II. O CAMINHO DOS POBRES E DA ECONOMIA POPULAR
A pobreza tem se tornado um fenômeno cada vez mais abrangente e intenso nas últimas décadas em países latino-americanos, com uma crescente disparidade entre os níveis de vida dos pobres e dos ricos. Essa expansão da pobreza está relacionada às transformações econômicas e às tendências de reorganização dos mercados.
Nas sociedades modernas, as pessoas podem participar da economia por meio da economia de empresas e mercado ou da economia pública e estatal. No entanto, tem havido uma tendência de atribuir ao mercado a responsabilidade pela distribuição econômica, enquanto o papel redistributivo do Estado tem diminuído.
Isso exclui uma parcela cada vez maior da população que não possui bens para trocar ou recursos para participar da economia, levando muitas pessoas a se engajarem em atividades econômicas informais para garantir sua subsistência.
Essa situação de pobreza tem levado ao surgimento de uma economia informal, também chamada de economia popular, na qual pessoas e grupos marginalizados da economia oficial desenvolvem estratégias de sobrevivência para satisfazer suas necessidades básicas.
Essa economia informal representa uma forma de participação e obtenção de meios de vida, mas também tem grandes implicações culturais e sociais. Portanto, junto com a expansão quantitativa da pobreza, ocorre uma transformação qualitativa que afeta profundamente a sociedade.
Essa realidade da pobreza nos países latino-americanos reflete a crescente desigualdade social e a falta de oportunidades econômicas para uma parcela significativa da população. A dependência cada vez maior do mercado e a diminuição do papel do Estado na redistribuição de recursos têm deixado muitos indivíduos e grupos à margem da economia oficial, levando-os a buscar formas alternativas de subsistência.
Essa economia informal, embora forneça meios de sobrevivência, também destaca a necessidade de abordar as questões estruturais subjacentes à pobreza e à desigualdade, a fim de criar um sistema mais inclusivo e equitativo.
Transformação da pobreza
O mundo da pobreza, há algumas décadas, era composto principalmente por pessoas que não conseguiram se integrar à vida moderna devido à falta de infraestrutura urbana, empregos e serviços básicos.
Essa marginalização era resultado da reorganização da economia e da estrutura social, que afetou especialmente grupos indígenas, camponeses e artesanais. À medida que o setor moderno crescia, atraindo trabalhadores e consumidores, aqueles que não conseguiram se integrar ficaram dependentes das ações do setor público para sua sobrevivência.
No entanto, essa pobreza residual foi ampliada por uma massa de pessoas que, após terem alcançado algum grau de participação e integração, foram excluídas devido ao desemprego, perda de benefícios sociais e subemprego.

### Tarefa proposta
Cite, sem alterações, a parte do texto sobre pobreza e economia popular que começa com as palavras que contêm "Essa realidade da" e termina em "inclusivo e equitativo.". A listagem não é necessária para a tarefa.

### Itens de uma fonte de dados
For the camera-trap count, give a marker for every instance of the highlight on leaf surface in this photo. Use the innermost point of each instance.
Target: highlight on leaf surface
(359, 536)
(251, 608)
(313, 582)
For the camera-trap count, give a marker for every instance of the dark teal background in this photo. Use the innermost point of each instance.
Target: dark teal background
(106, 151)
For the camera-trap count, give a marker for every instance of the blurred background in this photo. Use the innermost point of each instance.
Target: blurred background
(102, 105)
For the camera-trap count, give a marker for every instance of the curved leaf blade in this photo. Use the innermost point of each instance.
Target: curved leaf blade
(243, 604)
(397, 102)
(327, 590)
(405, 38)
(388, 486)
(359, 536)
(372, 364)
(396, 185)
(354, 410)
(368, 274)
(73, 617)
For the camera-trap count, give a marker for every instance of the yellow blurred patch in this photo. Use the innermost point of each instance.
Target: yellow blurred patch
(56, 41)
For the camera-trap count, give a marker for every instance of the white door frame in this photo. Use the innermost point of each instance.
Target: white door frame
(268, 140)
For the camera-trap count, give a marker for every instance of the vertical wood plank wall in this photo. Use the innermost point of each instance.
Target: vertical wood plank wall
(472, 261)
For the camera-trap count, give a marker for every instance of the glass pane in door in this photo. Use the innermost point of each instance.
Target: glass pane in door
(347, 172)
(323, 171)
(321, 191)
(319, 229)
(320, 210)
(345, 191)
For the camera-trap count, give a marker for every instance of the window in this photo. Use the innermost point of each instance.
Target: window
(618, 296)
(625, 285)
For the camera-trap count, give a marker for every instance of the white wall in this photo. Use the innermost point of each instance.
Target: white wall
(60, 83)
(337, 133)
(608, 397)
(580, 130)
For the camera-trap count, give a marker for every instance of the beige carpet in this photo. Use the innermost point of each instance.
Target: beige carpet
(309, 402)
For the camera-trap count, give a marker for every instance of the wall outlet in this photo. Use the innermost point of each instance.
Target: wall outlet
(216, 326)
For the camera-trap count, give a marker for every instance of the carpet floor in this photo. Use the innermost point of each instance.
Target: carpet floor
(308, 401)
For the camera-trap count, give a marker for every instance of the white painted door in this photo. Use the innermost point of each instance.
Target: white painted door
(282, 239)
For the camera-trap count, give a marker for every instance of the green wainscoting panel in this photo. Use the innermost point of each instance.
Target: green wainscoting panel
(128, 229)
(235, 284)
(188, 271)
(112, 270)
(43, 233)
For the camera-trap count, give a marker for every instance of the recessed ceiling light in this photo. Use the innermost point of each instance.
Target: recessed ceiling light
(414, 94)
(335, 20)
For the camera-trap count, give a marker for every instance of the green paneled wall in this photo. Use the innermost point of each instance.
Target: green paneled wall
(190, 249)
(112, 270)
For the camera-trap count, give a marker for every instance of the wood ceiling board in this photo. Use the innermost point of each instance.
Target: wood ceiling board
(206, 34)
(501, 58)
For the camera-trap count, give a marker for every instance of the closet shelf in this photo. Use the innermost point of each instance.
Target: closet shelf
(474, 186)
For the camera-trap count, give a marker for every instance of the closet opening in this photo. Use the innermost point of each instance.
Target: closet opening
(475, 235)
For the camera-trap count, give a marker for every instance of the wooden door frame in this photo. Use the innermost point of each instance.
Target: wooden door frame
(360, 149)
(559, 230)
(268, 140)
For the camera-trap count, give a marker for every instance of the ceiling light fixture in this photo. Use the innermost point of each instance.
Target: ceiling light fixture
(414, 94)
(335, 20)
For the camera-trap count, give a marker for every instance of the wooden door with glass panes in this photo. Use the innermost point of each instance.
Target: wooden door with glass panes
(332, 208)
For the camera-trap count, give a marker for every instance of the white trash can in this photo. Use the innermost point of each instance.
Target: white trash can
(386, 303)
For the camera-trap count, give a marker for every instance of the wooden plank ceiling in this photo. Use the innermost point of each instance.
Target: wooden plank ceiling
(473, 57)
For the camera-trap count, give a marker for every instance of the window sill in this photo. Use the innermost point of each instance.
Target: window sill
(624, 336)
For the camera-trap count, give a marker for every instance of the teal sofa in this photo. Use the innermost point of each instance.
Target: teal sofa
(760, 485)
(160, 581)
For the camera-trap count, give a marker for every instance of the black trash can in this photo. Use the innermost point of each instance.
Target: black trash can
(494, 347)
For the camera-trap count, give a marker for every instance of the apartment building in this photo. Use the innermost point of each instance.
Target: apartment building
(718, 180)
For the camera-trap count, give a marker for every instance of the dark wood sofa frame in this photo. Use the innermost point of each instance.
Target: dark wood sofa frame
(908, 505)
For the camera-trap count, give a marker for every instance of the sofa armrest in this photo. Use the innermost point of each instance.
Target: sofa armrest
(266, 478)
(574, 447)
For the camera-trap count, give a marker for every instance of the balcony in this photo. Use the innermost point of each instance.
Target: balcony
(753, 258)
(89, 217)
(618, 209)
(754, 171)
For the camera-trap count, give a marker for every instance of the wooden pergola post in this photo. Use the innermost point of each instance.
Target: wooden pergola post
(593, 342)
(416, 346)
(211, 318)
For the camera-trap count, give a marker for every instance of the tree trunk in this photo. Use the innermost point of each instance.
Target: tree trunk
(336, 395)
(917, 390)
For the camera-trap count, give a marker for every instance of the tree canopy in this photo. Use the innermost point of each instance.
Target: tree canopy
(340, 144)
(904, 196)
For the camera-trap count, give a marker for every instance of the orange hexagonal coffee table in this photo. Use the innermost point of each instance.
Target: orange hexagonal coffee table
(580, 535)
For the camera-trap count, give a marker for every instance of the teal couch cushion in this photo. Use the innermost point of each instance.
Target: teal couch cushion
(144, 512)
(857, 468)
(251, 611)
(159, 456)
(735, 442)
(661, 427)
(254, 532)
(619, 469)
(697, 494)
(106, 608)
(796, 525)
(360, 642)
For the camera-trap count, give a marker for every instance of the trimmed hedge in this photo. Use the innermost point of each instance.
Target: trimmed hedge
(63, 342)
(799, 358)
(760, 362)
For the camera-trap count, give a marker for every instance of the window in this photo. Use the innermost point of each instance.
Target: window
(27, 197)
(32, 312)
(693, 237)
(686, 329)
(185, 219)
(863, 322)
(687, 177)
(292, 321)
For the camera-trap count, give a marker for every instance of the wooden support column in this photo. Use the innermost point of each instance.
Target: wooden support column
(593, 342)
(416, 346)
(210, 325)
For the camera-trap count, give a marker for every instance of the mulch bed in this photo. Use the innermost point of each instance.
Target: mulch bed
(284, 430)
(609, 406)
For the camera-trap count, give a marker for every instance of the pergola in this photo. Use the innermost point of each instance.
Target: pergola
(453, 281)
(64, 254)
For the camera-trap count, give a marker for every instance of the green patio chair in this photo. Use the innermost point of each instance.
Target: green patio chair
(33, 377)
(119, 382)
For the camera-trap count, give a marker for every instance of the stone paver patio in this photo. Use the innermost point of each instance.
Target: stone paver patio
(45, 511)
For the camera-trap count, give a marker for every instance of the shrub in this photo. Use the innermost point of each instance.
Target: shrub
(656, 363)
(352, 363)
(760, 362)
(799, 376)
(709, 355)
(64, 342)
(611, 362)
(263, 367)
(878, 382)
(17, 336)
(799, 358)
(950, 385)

### Resposta do exercício
Essa realidade da pobreza nos países latino-americanos reflete a crescente desigualdade social e a falta de oportunidades econômicas para uma parcela significativa da população. A dependência cada vez maior do mercado e a diminuição do papel do Estado na redistribuição de recursos têm deixado muitos indivíduos e grupos à margem da economia oficial, levando-os a buscar formas alternativas de subsistência.
Essa economia informal, embora forneça meios de sobrevivência, também destaca a necessidade de abordar as questões estruturais subjacentes à pobreza e à desigualdade, a fim de criar um sistema mais inclusivo e equitativo.